--- Start The records ---

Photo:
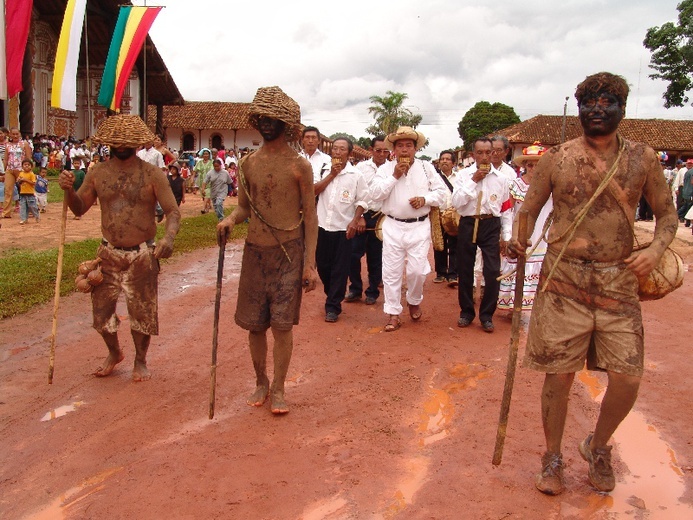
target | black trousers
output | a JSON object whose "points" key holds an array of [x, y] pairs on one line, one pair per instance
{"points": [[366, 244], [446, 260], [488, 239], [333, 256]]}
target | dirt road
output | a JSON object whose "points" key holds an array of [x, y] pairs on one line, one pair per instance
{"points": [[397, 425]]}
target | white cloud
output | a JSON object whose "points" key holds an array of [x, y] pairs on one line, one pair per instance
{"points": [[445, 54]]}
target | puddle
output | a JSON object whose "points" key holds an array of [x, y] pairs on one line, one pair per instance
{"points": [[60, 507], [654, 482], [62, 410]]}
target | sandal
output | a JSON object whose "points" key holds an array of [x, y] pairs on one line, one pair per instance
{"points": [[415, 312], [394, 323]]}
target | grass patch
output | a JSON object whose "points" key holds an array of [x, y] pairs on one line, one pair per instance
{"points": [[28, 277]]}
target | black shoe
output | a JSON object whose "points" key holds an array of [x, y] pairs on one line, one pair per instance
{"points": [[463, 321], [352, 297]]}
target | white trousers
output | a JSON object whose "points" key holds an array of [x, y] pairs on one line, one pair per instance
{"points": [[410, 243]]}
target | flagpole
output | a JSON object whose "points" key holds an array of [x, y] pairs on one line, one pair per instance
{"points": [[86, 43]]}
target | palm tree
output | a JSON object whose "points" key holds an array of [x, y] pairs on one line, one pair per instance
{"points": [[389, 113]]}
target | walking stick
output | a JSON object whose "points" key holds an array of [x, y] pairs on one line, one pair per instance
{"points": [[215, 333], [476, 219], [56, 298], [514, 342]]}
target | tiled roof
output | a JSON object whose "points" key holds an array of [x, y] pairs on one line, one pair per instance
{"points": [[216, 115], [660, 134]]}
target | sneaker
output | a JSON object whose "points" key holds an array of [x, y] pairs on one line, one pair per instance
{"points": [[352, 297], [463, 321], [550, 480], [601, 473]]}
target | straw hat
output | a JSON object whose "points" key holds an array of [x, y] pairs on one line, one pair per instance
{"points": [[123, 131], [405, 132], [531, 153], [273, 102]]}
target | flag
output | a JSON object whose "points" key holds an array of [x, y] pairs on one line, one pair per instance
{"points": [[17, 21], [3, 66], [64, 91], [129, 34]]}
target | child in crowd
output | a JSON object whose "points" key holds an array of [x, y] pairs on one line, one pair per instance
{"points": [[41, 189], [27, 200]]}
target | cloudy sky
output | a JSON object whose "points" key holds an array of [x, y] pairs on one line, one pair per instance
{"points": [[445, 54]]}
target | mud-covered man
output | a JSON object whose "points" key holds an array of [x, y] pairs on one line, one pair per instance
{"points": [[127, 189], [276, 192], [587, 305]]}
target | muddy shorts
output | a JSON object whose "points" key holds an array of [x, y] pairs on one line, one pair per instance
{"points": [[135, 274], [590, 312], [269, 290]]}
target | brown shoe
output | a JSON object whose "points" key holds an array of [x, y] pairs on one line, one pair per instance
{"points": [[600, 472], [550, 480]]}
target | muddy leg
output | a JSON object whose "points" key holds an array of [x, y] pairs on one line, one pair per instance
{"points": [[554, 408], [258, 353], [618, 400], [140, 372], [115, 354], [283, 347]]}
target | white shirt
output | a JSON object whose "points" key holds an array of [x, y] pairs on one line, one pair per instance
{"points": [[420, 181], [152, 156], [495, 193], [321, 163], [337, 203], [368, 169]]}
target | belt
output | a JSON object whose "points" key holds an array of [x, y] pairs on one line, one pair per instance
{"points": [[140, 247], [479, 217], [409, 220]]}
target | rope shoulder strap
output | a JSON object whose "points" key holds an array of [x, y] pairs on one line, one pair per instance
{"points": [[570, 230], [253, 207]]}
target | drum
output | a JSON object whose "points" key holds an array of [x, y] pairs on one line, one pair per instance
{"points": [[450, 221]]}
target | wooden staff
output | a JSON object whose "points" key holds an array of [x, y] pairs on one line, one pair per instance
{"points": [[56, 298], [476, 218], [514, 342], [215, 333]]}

--- End The records ---

The records above must be printed exactly; the pictures stay out.

Written solution:
Photo:
target | black trousers
output | a JSON object whose "points" key holds an array of [x, y] pairs on one line, one pair per instance
{"points": [[366, 244], [446, 260], [488, 239], [333, 256]]}
target | dirt road
output | a JSON object whose "points" key holds an array of [x, y] pairs on one line, one pair per instance
{"points": [[397, 425]]}
target | white cloud
output | a JSON object whose "points" key holds an array of [x, y] pairs on one line, one pair per instance
{"points": [[445, 54]]}
target | puddle
output | a JSON object whose "points" key holds an array of [x, y] pairs on one line, one pair per instance
{"points": [[60, 507], [654, 482], [62, 410]]}
target | sandal
output | a JSON object whose "points" key holds an array of [x, y] pairs on one line, one pair per instance
{"points": [[415, 312], [394, 323]]}
target | grass patch
output | a JSON object whose "points" key holds an array of [x, y] pairs on one line, one pair per instance
{"points": [[28, 277]]}
target | black shoe
output | a JSON object whose "points" key holds an array of [x, y] pairs on one line, one pair per instance
{"points": [[463, 321], [352, 297]]}
target | white trousers
output | a JSON object whose "points" key holds an array of [x, y] pairs on one line, one pair per instance
{"points": [[410, 243]]}
target | flagpole
output | a JSON object whose "points" key holds an array of [x, y] pairs on one line, one pair per instance
{"points": [[86, 43]]}
target | palm tree
output | a JSON object whose "points" key holds an array of [x, y] pairs on one line, one pair per instance
{"points": [[389, 113]]}
target | walking stick
output | a JSON object whose "points" key holds an array of [x, y] pairs on one line, one pair per instance
{"points": [[215, 333], [476, 219], [56, 298], [514, 342]]}
target | tiled roof
output | a JSON object whose "points" key holds an array of [x, y] pairs on one line, one pair per instance
{"points": [[216, 115], [660, 134]]}
target | sneaker
output | a JSON object whose "points" key holds an array of [x, y] pairs on one line, one pair per instance
{"points": [[352, 297], [463, 321], [550, 480], [601, 473]]}
target | straw hat
output | a JSON object whose "points" key holds an array of [x, y] pairs on one line, one pair per instance
{"points": [[123, 131], [405, 132], [531, 153], [273, 102]]}
target | flag
output | a JSON object whose "points" key holds an array of [x, y] pairs on one line, one pair per instance
{"points": [[17, 21], [3, 66], [64, 91], [129, 34]]}
target | child in crowd
output | a JSON object whose "points" key holds an array of [x, y] pairs on one line, one pair per instance
{"points": [[41, 189], [27, 200]]}
target | cloudy sky
output | a JSON object whose "points" key holds an array of [x, y] pairs on one line, one pair per instance
{"points": [[445, 54]]}
target | mud-covered man
output | a JSON object whose "points" key holds an array of [x, y] pairs on one line, one pair per instance
{"points": [[127, 189], [276, 192], [587, 305]]}
target | muddy shorts
output | a JSON object whose "points" key holds an array of [x, y] pairs on one line, one pair per instance
{"points": [[135, 274], [590, 312], [269, 290]]}
target | brown shoe
output | a JSON object whose "points" key holds an array of [x, y] pairs on one line, one pair per instance
{"points": [[600, 472], [550, 480]]}
target | muddy leg
output | a JSON object whose "points" key holds an array of [x, y] pairs on one line, one pair per instance
{"points": [[554, 408], [258, 353], [618, 400], [140, 372], [115, 354], [283, 347]]}
target | white shirt
output | a JSON object whose "points" key holds an array of [x, y] pairs on one line, one pair per instance
{"points": [[420, 181], [152, 156], [495, 193], [321, 163], [337, 203], [368, 169]]}
target | belt
output | a JSON object whose "points" key holds an array of [x, y] pairs on one line, one pair per instance
{"points": [[140, 247], [479, 217], [409, 220]]}
target | rope shoulder strap
output | a JSON object whose "points" key holds an array of [x, y] pairs on one line, one pair per instance
{"points": [[570, 230], [253, 207]]}
target | drum
output | a JSON object whose "points" key holds an array of [x, y] pairs on one line, one pair per instance
{"points": [[450, 221]]}
target | wooden staff
output | a JSON object whose "points" key holds an array of [x, y] pairs on one line, one pair per instance
{"points": [[56, 298], [476, 218], [514, 342], [215, 333]]}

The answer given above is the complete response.